[[ Records to use, beginning ]]

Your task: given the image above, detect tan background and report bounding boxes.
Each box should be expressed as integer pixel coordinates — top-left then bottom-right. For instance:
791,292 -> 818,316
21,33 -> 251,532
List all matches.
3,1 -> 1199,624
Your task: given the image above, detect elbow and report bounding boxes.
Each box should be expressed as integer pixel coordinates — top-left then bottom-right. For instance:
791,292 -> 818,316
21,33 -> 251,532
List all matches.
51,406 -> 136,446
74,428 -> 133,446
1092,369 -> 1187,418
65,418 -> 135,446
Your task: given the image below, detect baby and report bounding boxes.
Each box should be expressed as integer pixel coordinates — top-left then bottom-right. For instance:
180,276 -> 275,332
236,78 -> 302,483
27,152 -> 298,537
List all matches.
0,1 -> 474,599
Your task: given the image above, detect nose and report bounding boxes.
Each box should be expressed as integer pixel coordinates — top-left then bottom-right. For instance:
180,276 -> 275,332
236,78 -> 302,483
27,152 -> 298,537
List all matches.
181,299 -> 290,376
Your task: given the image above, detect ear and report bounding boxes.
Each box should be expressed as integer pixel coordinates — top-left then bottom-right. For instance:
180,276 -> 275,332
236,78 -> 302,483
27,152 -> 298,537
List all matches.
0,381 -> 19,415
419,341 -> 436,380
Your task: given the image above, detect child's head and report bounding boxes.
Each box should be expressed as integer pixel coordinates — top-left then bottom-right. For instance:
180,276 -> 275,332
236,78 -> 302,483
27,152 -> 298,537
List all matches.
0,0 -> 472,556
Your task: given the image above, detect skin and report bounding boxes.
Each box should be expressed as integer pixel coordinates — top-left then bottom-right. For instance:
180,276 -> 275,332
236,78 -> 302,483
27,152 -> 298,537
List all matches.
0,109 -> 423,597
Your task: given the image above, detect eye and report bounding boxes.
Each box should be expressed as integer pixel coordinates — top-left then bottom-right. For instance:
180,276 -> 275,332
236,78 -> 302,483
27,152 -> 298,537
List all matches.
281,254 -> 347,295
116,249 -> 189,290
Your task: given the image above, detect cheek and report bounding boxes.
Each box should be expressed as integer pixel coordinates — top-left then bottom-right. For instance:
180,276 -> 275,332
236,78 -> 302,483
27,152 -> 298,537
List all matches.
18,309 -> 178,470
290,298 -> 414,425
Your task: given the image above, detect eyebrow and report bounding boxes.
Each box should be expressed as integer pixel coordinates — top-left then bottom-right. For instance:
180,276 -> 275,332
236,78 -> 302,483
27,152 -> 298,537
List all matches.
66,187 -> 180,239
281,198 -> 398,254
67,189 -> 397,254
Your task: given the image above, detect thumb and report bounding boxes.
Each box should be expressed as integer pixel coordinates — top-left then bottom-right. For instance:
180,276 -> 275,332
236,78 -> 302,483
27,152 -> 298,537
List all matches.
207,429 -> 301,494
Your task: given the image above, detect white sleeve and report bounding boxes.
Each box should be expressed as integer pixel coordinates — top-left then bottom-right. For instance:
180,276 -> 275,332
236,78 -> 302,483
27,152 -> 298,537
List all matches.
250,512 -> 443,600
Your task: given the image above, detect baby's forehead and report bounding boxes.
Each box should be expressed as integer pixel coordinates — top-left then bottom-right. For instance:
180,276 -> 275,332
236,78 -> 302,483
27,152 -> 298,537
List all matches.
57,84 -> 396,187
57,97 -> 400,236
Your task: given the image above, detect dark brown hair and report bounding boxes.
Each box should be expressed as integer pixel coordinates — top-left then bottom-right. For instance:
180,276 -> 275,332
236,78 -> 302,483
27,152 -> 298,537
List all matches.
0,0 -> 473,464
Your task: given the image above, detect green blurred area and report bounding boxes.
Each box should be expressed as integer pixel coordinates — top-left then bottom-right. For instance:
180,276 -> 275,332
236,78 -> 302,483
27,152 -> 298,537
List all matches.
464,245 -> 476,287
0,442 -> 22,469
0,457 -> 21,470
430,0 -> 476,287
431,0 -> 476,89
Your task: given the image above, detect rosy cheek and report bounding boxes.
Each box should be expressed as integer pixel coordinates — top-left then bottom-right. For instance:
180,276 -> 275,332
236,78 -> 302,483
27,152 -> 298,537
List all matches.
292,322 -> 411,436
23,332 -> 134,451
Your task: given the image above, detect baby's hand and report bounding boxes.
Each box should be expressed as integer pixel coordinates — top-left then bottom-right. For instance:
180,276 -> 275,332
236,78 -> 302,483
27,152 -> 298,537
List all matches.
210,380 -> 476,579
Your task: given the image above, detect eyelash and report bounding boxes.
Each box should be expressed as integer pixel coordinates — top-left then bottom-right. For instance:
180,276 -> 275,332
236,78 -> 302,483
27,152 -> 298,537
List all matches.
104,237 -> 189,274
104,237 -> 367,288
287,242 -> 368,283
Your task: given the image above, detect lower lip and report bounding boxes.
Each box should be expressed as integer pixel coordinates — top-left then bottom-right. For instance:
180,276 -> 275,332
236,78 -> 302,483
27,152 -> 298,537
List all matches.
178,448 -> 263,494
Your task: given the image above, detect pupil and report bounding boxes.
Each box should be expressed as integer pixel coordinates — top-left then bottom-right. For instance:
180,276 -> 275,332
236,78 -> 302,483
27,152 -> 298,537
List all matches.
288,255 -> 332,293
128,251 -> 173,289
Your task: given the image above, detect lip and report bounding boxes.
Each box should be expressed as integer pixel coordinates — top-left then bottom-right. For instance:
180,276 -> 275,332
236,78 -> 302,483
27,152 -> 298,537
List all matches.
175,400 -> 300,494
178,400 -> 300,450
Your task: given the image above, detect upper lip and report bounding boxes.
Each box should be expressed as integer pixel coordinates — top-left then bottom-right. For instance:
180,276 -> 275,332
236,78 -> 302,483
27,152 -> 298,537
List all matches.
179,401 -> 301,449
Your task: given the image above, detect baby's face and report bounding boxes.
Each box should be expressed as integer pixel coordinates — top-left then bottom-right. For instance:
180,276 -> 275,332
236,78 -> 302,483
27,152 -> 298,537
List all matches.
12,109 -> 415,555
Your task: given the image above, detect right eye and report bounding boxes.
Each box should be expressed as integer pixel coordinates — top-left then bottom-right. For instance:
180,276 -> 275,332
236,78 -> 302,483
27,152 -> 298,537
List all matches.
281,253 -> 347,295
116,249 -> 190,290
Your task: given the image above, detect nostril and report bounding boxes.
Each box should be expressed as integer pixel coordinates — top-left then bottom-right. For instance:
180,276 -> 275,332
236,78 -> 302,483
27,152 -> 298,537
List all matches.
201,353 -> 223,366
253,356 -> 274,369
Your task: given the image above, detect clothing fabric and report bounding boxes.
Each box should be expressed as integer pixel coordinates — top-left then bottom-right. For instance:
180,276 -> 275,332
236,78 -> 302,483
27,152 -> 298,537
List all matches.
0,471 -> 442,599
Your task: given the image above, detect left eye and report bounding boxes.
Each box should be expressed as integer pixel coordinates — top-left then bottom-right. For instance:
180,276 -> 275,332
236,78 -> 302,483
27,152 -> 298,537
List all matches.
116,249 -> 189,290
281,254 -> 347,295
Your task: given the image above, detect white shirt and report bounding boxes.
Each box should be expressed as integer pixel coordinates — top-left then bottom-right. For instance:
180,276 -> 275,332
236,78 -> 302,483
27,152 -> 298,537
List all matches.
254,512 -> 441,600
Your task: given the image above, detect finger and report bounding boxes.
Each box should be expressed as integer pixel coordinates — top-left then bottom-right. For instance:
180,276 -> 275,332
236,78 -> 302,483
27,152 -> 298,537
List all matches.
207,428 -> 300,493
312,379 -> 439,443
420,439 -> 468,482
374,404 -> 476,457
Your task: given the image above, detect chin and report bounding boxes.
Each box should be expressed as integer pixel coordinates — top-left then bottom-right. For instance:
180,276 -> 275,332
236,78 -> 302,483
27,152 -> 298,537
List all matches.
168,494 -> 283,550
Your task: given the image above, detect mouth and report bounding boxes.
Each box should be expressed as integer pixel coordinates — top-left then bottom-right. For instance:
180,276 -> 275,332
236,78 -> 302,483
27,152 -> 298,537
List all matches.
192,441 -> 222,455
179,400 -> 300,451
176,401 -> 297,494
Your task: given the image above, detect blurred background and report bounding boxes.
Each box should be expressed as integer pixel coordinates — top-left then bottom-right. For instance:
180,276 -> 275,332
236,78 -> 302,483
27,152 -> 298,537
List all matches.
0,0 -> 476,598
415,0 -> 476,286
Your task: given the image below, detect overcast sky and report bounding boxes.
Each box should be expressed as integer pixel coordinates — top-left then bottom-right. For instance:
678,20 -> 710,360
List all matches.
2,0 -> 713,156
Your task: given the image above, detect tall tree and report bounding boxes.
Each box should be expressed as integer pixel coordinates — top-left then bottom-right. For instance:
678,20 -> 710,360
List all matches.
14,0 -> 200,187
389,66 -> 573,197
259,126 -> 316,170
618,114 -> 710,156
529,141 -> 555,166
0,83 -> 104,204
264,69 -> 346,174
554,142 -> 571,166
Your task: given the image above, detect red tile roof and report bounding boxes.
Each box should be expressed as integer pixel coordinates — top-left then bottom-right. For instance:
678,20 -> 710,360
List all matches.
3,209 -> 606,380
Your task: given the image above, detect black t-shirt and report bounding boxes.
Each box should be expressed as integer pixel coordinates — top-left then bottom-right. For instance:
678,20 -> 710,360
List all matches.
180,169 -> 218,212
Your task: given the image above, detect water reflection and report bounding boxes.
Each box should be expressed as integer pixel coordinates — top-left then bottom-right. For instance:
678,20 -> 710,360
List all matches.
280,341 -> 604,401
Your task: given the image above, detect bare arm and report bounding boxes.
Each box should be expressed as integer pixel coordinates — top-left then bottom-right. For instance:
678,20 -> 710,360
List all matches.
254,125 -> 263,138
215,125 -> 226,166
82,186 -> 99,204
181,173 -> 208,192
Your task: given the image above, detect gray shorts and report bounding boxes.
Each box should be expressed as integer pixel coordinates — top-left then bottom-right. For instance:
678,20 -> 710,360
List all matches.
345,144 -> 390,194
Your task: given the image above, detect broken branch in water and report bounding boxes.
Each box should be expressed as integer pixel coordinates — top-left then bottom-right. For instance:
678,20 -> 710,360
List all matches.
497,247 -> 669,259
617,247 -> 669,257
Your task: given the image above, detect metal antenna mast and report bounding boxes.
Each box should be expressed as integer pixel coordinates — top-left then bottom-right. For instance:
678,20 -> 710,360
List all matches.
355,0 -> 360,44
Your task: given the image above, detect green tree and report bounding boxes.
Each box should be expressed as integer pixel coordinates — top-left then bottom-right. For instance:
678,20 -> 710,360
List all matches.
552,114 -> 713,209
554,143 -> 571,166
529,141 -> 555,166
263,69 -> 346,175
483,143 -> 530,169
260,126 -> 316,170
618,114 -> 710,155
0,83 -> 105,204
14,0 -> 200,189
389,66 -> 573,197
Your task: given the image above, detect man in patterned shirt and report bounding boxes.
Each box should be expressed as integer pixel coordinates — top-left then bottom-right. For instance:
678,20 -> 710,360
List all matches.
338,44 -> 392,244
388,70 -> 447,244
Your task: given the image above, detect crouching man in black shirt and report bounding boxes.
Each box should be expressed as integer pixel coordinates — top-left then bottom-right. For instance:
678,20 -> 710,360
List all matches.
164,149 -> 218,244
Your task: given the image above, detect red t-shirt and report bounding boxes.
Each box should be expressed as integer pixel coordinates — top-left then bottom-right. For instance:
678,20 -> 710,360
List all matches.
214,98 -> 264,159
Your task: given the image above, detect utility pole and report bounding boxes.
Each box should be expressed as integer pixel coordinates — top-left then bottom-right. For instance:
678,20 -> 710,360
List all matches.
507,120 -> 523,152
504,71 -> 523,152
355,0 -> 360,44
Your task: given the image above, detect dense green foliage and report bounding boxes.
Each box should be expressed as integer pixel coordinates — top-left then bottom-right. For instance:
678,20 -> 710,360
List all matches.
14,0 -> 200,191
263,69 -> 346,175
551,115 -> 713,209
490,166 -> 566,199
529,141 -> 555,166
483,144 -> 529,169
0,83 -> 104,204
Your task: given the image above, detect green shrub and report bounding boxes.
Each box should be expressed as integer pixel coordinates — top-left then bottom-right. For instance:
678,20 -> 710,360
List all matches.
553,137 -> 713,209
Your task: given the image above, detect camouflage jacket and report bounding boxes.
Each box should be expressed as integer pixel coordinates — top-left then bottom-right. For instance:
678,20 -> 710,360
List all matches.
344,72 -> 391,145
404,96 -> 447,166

[[ Records to use, end ]]

Would you copy, unchanged, the stretch of the records above that begins at the line containing "Your task: given the image above, detect nose" and ends at the line containing "Your task: given the image above, detect child's", and only that?

Task output:
Your task: given the image above, detect nose and report bounding boxes.
Each box should be expressed as integer pixel coordinates — top-left then bottom-right. For instance:
180,276 -> 275,332
236,78 -> 302,483
27,152 -> 298,537
List all matches.
181,299 -> 290,376
Your task: given the image above, detect ear and report bounding boxes.
Each box should be expressed as integer pixel coordinates — top-left then bottom-right. For instance:
180,276 -> 275,332
236,78 -> 302,483
27,152 -> 298,537
List all matches.
0,381 -> 19,415
419,341 -> 436,380
Your task: given the image above, detect child's head and report bounding boxes.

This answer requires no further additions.